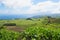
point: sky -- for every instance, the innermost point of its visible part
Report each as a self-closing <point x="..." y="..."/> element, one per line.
<point x="29" y="6"/>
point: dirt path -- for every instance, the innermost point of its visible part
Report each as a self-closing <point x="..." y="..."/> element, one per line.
<point x="15" y="28"/>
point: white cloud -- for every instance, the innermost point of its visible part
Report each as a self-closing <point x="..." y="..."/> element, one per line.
<point x="18" y="5"/>
<point x="47" y="6"/>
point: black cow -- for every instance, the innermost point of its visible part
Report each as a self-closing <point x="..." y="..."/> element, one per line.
<point x="9" y="24"/>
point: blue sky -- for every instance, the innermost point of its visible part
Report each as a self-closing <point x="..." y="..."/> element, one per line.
<point x="29" y="6"/>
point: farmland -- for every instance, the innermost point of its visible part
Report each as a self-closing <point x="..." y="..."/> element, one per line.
<point x="30" y="29"/>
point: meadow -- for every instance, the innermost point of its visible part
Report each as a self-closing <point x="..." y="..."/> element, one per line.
<point x="30" y="29"/>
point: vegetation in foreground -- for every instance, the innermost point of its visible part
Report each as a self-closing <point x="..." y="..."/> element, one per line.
<point x="32" y="29"/>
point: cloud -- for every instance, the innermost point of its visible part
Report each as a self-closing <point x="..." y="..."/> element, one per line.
<point x="17" y="3"/>
<point x="27" y="7"/>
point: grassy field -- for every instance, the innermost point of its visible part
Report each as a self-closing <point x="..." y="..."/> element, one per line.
<point x="30" y="29"/>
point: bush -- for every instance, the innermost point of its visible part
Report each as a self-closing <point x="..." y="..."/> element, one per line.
<point x="40" y="33"/>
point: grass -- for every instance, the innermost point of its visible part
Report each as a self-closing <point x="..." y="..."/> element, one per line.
<point x="33" y="28"/>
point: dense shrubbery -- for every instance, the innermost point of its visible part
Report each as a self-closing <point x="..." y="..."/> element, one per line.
<point x="40" y="33"/>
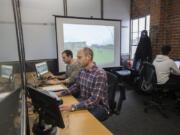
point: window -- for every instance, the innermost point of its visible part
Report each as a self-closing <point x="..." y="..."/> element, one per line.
<point x="138" y="25"/>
★ ★ ★
DIRECTIONS – Starting at the line that contains "point: meadow -- for", retype each line through the final one in the listing, with both ends kept and the pictures omitted.

TASK RESPONSE –
point: meadow -- for every instance, the innermost point of its visible part
Report each as a self-closing <point x="..." y="..."/> element, one per line.
<point x="30" y="29"/>
point: vegetation in foreground -- for every instance, the innermost point of its visible part
Report each as a self-closing <point x="..." y="..."/> element, one per line.
<point x="32" y="29"/>
point: cloud -- for every instance, the innermost point of its visible part
Report each as a self-closing <point x="..." y="..."/> element, one per line.
<point x="17" y="3"/>
<point x="27" y="7"/>
point: grassy field -- for every instance, the innermost point of its visible part
Report each as a self-closing <point x="..." y="..."/> element, one per line.
<point x="30" y="29"/>
point: bush -- for every instance, the innermost point of its visible part
Report each as a self-closing <point x="..." y="..."/> element, one per line.
<point x="40" y="33"/>
point: grass -- for every instance, the innermost point of its visible part
Report each as a self-closing <point x="..." y="..."/> element, one per line.
<point x="33" y="28"/>
point: dense shrubbery -- for every instance, the innermost point of its visible part
Report each as a self-closing <point x="..." y="..."/> element, one per line.
<point x="40" y="33"/>
point: window -- for every instance, the innermost point of its visible part
Report each as a self-closing <point x="..." y="..."/> element, one per line.
<point x="138" y="25"/>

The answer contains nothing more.